=== Your task ===
Exactly repeat all the records below, omitting the images they hold.

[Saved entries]
========================

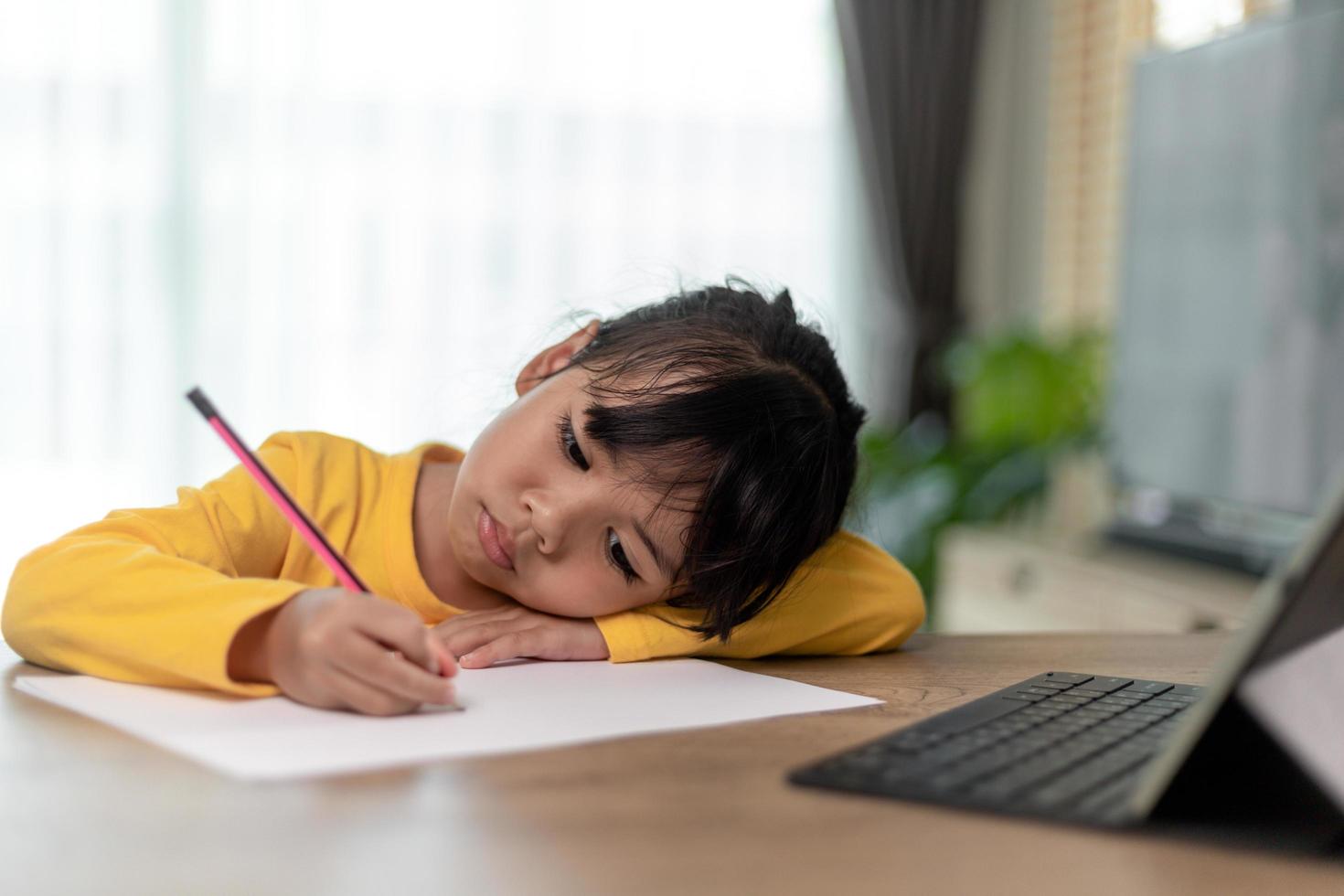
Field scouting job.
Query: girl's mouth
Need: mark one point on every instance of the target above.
(488, 532)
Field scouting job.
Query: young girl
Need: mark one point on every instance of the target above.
(668, 483)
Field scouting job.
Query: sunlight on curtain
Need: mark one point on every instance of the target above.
(363, 218)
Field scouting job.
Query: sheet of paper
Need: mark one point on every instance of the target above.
(523, 706)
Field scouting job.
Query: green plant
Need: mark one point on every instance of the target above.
(1020, 400)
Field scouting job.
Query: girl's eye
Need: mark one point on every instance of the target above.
(615, 555)
(571, 445)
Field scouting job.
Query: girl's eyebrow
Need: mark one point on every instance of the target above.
(664, 566)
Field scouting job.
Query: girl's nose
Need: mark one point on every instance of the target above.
(548, 517)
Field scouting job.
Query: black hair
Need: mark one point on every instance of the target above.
(723, 395)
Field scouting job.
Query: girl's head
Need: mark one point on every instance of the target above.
(695, 452)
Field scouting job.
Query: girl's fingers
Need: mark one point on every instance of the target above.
(507, 646)
(372, 664)
(446, 661)
(366, 698)
(469, 638)
(398, 629)
(476, 617)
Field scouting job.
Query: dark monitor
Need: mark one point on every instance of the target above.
(1227, 414)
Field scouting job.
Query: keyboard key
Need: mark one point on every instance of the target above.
(1151, 687)
(1103, 707)
(1072, 677)
(1109, 686)
(1118, 701)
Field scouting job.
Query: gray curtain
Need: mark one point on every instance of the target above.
(909, 71)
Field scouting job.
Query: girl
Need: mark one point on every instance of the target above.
(668, 483)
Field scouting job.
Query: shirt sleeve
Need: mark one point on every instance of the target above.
(848, 598)
(156, 595)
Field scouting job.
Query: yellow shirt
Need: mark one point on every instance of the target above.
(156, 595)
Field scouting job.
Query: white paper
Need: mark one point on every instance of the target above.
(511, 707)
(1297, 699)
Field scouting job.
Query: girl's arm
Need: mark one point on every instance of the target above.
(156, 595)
(848, 598)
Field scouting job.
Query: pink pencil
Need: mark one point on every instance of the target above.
(277, 493)
(294, 513)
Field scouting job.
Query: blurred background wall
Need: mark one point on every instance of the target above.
(363, 218)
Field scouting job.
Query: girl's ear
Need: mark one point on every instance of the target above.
(552, 359)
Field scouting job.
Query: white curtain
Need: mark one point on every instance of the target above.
(363, 217)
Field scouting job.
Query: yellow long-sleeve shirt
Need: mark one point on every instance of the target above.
(156, 595)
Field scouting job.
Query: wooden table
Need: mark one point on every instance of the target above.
(88, 809)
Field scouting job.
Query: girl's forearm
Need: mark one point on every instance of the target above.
(248, 660)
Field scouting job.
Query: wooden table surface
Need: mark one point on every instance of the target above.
(88, 809)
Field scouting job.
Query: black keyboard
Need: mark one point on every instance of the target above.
(1061, 744)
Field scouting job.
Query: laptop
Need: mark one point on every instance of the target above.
(1255, 753)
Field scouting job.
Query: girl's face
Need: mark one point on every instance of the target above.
(546, 516)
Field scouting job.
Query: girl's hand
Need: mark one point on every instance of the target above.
(336, 649)
(484, 637)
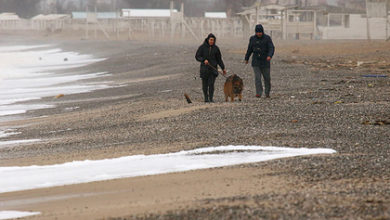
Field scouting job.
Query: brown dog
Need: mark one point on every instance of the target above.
(233, 87)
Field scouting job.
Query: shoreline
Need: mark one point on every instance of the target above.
(311, 106)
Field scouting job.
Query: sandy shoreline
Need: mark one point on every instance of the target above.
(311, 106)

========================

=== Right answer ===
Field scouting job.
Query: girl's mouth
Need: mark one point on every instance of the target above.
(488, 532)
Field scouting job.
Query: young girl
Need: mark one point on every instance of the target above.
(668, 483)
Field scouting job.
Query: sunlight on curtain
Need: mark one point on every instance of the target above.
(363, 218)
Field scouting job.
Query: sheet of paper
Need: mark one point on every instance of the target above.
(523, 706)
Field scouting job.
Query: green plant
Need: mark one point on every instance of the target above.
(1020, 400)
Field scouting job.
Query: girl's eye
Need: mark one point on every instance of the target above.
(615, 555)
(571, 445)
Field scouting job.
Query: girl's eyebrow
Need: mark one point on every instance of the target above.
(664, 566)
Field scouting job.
Query: girl's nose
Need: mark one point on every instance of the target above.
(548, 517)
Field scouting job.
Query: black hair
Need: mark one point on every instance of the target above.
(723, 395)
Field scouting job.
Query: girl's head
Need: mark one point on every instance of the target above.
(695, 452)
Field scouting job.
Query: girl's fingers
Need: mark one point on every instance of the target above.
(507, 646)
(372, 664)
(446, 661)
(366, 698)
(469, 638)
(398, 629)
(476, 617)
Field scouting job.
Query: dark monitor
Need: mark one point on every instance of the target above.
(1227, 414)
Field scouting job.
Query: keyboard key
Need: mark one point on every instance of the target above.
(1151, 687)
(1103, 707)
(1072, 677)
(1109, 686)
(1118, 701)
Field scouting job.
Query: gray curtain
Need: mark one point on every instance of the target above.
(909, 71)
Field scouting job.
Query: girl
Need: mark one point on every instance of the target above.
(668, 483)
Field scouting job.
Query: shirt sleeve
Need: mark one point on every instance of the target above.
(848, 598)
(156, 595)
Field scouting job.
Query: yellow shirt
Need: mark one point on every instance of the target above.
(156, 595)
Field scouting job.
Query: white paper
Need: mark one point on every instance of the target above.
(511, 707)
(1297, 699)
Field scouting job.
Query: girl's arm
Need: mark one point on every instance of the target above.
(156, 595)
(848, 598)
Field scouting job.
Query: pink pencil
Need: mark one point on every instance of the target above.
(277, 493)
(294, 513)
Field scouting job.
Query: blurred background wall
Need: mark one point on every instance of the target above.
(363, 218)
Field scouting job.
Query: girl's ear
Need: mark one point on every instance of the target above.
(552, 359)
Field scouting job.
Query: white curtain
Need: mark one point on every instance of the target above.
(363, 217)
Field scouting job.
Query: yellow long-sleeve shirt
Need: mark one point on every instance of the target above.
(156, 595)
Field scouting job.
Query: wooden table
Need: mark one point on every instance of the target above.
(88, 809)
Field scouting job.
Query: girl's forearm
Need: mark one point on every instance of the target above.
(248, 660)
Field scouting job.
Query: wooden table surface
Need: mark one point on every instance of the target above.
(88, 809)
Field scouting job.
Query: black keyboard
Need: mark one point on every instance of the target above.
(1061, 744)
Field scouting job.
Query: laptop
Need: mark one point on every instance of the target above.
(1255, 753)
Field scouting job.
Query: girl's face
Need: mark one point on every instance of the target above.
(546, 516)
Field scouting job.
Query: girl's hand
Need: mark one point on every instance of the target above.
(336, 649)
(484, 637)
Field scouting job.
Query: brown dog
Need: mark one point on every instance of the target above.
(233, 87)
Field scouting job.
Query: shoreline
Need: mark one point on every instance of the target above.
(311, 106)
Field scouting job.
Query: sandy shoreline
Need: mark one point on every instance of the target above.
(311, 106)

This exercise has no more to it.